- [PASSAGE]
☆ ☆ ☆ ☆ ☆ ☆ ☆

To date, Snyder’s pièce de résistance is the five-minute credit sequence that kicks off his divisive adaptation of Alan Moore’s beloved graphic novel Watchmen, which presents an alternate history of 20th-century America told in a series of carefully arranged tableaus and scored to a jingly-jangly cover version of Bob Dylan’s “The Times They Are A-Changin.’” But the opening set-piece of Batman v Superman: Dawn of Justice may just top it. Not the title sequence, which depicts the death of the Caped Crusader’s parents for the umpteenth time. No, I’m talking about the scene directly after that, in which Snyder drops us back into the climactic battle from Man of Steel, his 2013 franchise reboot that pitted an all-new, all-grim Superman (Henry Cavill) against Kryptonian menace General Zod (Michael Shannon).

In that earlier film, audiences observed their fight alongside them high above Metropolis, as they reduced that grand city to rubble. In Batman v Superman, though, we witness the destruction from the street-level perspective of Bruce Wayne (Ben Affleck). As skyscrapers collapse and citizens run screaming—the resemblance to 9/11 imagery is certainly not accidental—Snyder conjures the terrifying reality of a full-on superhero brawl, as well as the fear and uncertainty that experience would instill in the public’s imagination even after the ostensible “hero” has triumphed. It’s very much a direct response to the Battle of New York that served as the climax to the maiden adventure of Marvel’s The Avengers. Where that fight was carefully choreographed to distract audiences from the rampant destruction, this one refuses to let you look away from the cost that accompanies a clash of titans.

☆ ☆ ☆ ☆ ☆ ☆ ☆

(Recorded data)
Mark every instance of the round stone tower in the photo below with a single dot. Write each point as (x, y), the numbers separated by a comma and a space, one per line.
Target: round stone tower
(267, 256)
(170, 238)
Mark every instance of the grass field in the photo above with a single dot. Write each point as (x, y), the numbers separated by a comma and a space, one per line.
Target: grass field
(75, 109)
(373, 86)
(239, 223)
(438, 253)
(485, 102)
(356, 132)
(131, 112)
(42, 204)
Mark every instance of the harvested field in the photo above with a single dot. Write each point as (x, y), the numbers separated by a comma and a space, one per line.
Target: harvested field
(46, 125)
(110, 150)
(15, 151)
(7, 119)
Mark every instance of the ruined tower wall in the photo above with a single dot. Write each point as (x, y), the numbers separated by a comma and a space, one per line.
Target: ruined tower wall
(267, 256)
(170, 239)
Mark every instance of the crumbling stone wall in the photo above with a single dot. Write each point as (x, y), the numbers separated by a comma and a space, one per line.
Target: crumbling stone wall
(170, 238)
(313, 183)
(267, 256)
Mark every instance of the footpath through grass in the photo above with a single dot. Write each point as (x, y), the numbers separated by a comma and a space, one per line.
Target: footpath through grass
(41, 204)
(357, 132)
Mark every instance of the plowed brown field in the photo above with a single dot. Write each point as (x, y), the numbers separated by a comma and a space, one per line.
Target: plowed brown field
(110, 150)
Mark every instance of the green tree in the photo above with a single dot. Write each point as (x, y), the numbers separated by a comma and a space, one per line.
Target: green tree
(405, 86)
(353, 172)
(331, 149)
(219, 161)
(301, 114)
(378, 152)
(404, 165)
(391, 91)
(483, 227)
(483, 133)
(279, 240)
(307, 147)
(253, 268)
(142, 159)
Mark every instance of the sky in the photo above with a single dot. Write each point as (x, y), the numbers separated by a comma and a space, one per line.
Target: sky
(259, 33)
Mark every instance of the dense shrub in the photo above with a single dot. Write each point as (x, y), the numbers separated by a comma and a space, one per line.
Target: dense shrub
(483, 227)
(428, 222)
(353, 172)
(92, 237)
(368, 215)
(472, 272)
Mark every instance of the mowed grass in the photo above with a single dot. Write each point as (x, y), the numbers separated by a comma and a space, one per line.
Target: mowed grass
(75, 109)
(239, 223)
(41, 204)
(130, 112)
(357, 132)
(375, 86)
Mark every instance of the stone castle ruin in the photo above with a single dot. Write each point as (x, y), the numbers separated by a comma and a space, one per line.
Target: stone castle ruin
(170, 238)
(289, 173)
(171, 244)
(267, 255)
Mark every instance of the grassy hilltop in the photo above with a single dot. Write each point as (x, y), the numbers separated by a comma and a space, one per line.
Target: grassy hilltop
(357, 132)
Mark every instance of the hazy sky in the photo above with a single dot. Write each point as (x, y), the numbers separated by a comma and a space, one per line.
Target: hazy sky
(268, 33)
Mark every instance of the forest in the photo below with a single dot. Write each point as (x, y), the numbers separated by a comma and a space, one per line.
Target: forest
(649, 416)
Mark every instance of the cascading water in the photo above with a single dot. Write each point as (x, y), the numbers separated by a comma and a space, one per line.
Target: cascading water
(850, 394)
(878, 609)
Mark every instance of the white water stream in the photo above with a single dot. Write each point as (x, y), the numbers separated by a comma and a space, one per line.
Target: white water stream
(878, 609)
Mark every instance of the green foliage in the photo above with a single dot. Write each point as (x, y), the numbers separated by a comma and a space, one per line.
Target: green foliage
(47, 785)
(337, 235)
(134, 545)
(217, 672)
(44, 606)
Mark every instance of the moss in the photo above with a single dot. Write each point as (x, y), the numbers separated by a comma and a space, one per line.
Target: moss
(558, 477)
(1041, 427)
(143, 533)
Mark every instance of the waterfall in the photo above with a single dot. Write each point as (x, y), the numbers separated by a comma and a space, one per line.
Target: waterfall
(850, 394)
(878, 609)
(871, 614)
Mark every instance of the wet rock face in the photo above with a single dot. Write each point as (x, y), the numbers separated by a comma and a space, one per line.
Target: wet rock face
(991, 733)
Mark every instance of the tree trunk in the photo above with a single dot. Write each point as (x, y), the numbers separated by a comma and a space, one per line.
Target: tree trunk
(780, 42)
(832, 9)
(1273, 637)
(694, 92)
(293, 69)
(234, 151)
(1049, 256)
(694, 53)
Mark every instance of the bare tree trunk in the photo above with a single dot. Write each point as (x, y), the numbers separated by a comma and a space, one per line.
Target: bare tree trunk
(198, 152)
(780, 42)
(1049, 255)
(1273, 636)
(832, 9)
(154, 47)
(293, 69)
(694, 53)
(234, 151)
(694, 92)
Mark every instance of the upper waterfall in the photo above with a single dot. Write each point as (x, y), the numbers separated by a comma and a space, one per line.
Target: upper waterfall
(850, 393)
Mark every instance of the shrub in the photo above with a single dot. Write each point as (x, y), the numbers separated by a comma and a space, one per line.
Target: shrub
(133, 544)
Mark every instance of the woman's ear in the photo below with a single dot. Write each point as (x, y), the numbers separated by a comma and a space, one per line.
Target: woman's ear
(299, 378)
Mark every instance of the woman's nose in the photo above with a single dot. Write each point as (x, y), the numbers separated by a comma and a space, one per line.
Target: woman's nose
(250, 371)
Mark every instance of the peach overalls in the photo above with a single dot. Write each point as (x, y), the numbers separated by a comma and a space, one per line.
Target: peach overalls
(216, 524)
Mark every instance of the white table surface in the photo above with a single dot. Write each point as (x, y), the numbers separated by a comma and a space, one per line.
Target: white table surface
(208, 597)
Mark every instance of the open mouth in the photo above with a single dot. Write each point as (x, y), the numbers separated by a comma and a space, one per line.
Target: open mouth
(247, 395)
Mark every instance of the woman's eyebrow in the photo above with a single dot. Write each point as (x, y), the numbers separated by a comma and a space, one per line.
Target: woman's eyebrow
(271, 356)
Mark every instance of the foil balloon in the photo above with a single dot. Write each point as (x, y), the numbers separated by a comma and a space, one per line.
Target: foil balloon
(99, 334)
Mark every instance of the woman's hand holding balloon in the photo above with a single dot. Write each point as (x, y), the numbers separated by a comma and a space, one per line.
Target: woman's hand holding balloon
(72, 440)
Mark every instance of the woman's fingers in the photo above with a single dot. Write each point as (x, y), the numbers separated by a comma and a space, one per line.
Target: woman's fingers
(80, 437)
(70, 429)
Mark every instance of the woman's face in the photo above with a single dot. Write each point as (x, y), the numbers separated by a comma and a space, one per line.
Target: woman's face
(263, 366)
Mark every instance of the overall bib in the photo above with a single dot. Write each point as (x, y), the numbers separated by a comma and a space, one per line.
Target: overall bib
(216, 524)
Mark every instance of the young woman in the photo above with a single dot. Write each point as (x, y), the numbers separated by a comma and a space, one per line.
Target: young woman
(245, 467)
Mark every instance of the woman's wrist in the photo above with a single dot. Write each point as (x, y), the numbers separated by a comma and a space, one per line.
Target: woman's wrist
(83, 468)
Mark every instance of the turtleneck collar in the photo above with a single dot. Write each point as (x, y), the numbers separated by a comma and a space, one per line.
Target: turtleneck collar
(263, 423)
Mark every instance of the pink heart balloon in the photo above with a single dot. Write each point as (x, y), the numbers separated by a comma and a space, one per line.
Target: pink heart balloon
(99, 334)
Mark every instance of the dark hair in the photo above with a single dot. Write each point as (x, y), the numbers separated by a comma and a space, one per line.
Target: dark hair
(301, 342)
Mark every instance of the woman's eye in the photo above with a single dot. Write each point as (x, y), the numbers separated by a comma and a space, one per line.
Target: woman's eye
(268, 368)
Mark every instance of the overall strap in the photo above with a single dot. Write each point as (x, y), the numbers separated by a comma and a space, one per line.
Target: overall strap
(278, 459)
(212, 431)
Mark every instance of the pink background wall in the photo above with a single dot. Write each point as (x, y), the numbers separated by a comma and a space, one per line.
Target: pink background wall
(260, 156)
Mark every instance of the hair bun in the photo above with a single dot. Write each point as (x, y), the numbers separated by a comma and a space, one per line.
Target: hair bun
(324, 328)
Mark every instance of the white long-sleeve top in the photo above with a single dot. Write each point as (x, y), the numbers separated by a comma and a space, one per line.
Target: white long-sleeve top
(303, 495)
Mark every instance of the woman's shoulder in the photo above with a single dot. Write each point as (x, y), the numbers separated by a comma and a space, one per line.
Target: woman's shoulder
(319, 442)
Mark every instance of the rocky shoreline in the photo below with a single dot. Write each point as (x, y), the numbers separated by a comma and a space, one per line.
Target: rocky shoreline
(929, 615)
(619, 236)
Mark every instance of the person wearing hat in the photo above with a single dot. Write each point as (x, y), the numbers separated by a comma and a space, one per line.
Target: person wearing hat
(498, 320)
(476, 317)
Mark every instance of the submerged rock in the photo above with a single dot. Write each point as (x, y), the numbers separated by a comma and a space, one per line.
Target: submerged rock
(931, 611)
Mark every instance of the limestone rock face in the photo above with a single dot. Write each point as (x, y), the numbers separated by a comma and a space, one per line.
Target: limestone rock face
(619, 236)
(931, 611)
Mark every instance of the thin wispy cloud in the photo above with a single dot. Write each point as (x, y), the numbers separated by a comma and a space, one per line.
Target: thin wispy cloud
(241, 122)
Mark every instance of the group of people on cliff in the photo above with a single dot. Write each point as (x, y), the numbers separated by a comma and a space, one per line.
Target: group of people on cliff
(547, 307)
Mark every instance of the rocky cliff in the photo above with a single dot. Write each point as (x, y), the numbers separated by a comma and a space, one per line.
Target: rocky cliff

☆ ☆ ☆ ☆ ☆ ☆ ☆

- [STATED PROBLEM] In the passage about Batman v Superman, from whose street-level perspective does the audience witness the destruction of Metropolis?

- [FULL OUTPUT] Bruce Wayne's, played by Ben Affleck.